Op diezelfde dag, 3 maart 1798, werd door schout J.G. Pruim ook de transportakte verleden waarbij Antoni Santman het eerste perceel uit het erve Raadmink, zijnde het woonhuis met de halfscheid van den grooten kamp, ongeveer vijf mudden land, een daarbij gelegen plaggenslag, groot ongeveer twee dagwerken, en een vierendeel van een volle whaare in de Reezer markte overdroeg aan Herm Scholten en echtgenote te Rheeze. Zij hadden dit op 30 december 1795 gekocht bij de publieke veiling.

Notaris Antoni van Riemsdijk begon op 14 juni 1820 met de openbare veiling van de katerstede Raatmink, op verzoek van Jannes Stoeten, landbouwer te Rheeze. Het woonhuis was genummerd 26 te Rheeze. Een week later was de tweede en definitieve veiling. Het Raatmink werd gemijnd door Berend Scholten, landbouwer te Rheeze, met twee andere kavels voor totaal 1450 gulden (aktenr. 184 en 186, scan 264 en 266).

·····

**TAAKDOEL**
Geef uit de tekst over het erve Raadmink letterlijk alles weer vanaf "Notaris Antoni van" tot en met "264 en 266).". De rijen zijn hierbij niet nodig.

(Fragmenten uit de dataset)
·····

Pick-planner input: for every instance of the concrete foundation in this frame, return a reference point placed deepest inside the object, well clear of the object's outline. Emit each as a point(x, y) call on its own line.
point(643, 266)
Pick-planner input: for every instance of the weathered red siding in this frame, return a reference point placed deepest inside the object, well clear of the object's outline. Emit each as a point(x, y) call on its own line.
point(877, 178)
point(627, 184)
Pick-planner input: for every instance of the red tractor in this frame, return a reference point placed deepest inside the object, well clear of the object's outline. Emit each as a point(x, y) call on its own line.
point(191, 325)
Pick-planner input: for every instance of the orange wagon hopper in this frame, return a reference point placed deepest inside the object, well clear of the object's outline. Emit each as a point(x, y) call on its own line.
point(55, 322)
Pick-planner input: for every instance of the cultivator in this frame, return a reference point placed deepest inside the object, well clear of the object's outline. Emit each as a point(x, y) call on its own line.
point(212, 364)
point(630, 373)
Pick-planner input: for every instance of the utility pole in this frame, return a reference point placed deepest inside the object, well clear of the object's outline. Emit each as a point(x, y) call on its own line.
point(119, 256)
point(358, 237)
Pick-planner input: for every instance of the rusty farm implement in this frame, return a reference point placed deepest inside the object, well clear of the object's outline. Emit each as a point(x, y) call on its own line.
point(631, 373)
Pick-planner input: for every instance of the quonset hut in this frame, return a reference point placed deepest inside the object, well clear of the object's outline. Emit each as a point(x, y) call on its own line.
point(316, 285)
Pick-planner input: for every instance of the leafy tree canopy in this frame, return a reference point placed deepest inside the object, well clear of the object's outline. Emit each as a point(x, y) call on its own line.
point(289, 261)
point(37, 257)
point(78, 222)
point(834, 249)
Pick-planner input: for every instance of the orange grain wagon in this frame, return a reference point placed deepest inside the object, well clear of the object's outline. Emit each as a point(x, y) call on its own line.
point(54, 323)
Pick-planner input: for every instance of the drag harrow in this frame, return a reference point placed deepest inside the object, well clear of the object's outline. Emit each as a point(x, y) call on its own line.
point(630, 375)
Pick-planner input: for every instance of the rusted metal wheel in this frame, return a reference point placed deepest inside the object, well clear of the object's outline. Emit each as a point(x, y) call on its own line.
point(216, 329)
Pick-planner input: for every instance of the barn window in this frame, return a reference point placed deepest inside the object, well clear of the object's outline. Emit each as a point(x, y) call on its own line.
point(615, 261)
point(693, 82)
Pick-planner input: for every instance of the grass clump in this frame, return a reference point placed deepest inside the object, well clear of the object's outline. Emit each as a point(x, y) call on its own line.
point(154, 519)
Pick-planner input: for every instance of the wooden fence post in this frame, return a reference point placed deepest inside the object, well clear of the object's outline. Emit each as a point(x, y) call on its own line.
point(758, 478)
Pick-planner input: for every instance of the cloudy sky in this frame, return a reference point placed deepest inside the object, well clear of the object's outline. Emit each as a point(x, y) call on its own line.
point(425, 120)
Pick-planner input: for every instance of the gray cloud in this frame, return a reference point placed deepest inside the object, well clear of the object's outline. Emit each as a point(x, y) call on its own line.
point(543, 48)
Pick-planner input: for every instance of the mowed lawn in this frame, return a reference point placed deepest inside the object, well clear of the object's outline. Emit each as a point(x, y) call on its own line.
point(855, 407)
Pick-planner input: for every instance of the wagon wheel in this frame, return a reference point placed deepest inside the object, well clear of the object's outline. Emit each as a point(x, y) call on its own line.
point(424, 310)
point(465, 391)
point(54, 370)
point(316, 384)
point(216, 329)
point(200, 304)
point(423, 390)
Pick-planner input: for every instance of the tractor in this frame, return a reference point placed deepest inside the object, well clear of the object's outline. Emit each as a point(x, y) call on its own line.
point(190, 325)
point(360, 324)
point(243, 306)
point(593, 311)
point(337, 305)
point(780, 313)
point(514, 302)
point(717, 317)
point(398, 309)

·····

**TAAKRESULTAAT**
Notaris Antoni van Riemsdijk begon op 14 juni 1820 met de openbare veiling van de katerstede Raatmink, op verzoek van Jannes Stoeten, landbouwer te Rheeze. Het woonhuis was genummerd 26 te Rheeze. Een week later was de tweede en definitieve veiling. Het Raatmink werd gemijnd door Berend Scholten, landbouwer te Rheeze, met twee andere kavels voor totaal 1450 gulden (aktenr. 184 en 186, scan 264 en 266).